**Texto:**
-- -- --
O homem nasce livre. A liberdade e a vida são bens essenciais da natureza. Para Rousseau, eram esses os maiores valores que o homem possuía. Mas, com o advento da Sociedade Civil e da propriedade, a liberdade usufruída pelo homem desapareceu. “O homem nasceu livre e em todo lugar encontra-se a ferros”. Estas são as palavras que marcam o início do Contrato Social. Os ferros que aprisionam os homens só se perpetuavam na Sociedade Civil porque a manutenção da propriedade exigia que isso ocorresse. A invenção da propriedade separava os ricos dos pobres. Para que os ricos mantivessem seus bens, a escravidão e as leis foram criadas. Surgem assim as primeiras sociedades civis baseadas em leis. Sobre elas, Rousseau concluía:

Tal foi ou deveu ser a origem da sociedade e das leis, que deram novos entraves ao fraco e novas forças ao rico (...), destruíram irremediavelmente a liberdade natural, fixaram para sempre a lei da propriedade e da desigualdade, fizeram de uma usurpação sagaz um direito irrevogável e, para lucro de alguns ambiciosos, daí por diante sujeitaram todo o gênero humano ao trabalho, à servidão e a miséria (ROUSSEAU, 1974, p. 275-276).
-- -- --
**Dados:**
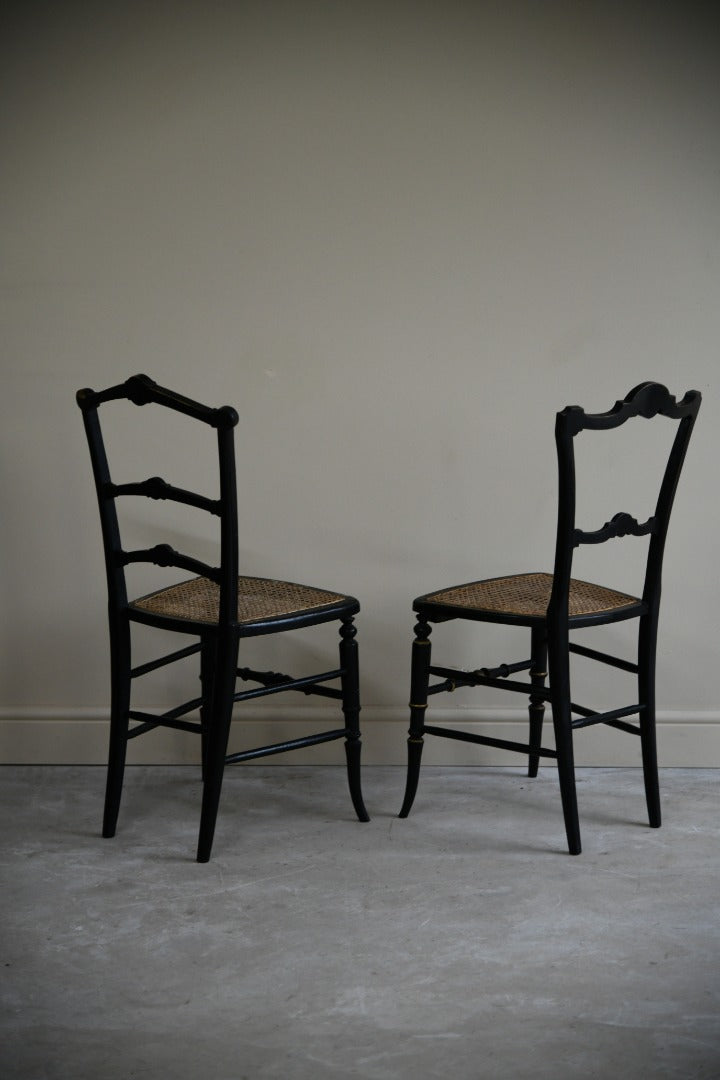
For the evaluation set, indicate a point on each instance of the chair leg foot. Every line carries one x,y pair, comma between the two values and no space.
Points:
415,755
353,757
-- -- --
**Tarefas:**
**a.** De acordo com o texto sobre Rousseau, o que a invenção da propriedade separava?
**b.** Indique se cada afirmação concorda com o texto sobre Rousseau, respondendo sim ou não e citando as palavras do texto que decidem: (i) Para Rousseau, a liberdade e a vida eram os maiores valores do homem. (ii) O Contrato Social começa afirmando que a propriedade separa ricos e pobres. (iii) Segundo a citação, as leis deram novas forças ao fraco.
**c.** Prossiga com o texto sobre Rousseau a partir do ponto em que ele termina.

**Resultados:**
**a.** Separava os ricos dos pobres.

**b.**
(i) Sim: "Para Rousseau, eram esses os maiores valores que o homem possuía."
(ii) Não: "“O homem nasceu livre e em todo lugar encontra-se a ferros”. Estas são as palavras que marcam o início do Contrato Social."
(iii) Não: "que deram novos entraves ao fraco e novas forças ao rico"

**c.**
O direito à propriedade é apenas uma convenção das instituições humanas. O homem por seu próprio arbítrio podia dispor daquilo que possuía. No entanto, isso não pode ser feito com os bens essenciais da natureza, tais como a vida e a liberdade. A liberdade é um dom que advém da natureza. Na compreensão de Rousseau, o homem não tinha qualquer direito de usurpar a liberdade de outro semelhante. Se desta forma proceder, o homem viola a própria natureza ao instituir e legitimar a escravidão por intermédio de suas leis. Na sua visão, a natureza teve que ser modificada “para perpetuar esse direito e os jurisconsultos que pronunciaram gravemente nascer escravo o filho de um escravo resolveram, em outras palavras, que um homem não nasceria homem” (ROUSSEAU, 1974, p. 280 e 281).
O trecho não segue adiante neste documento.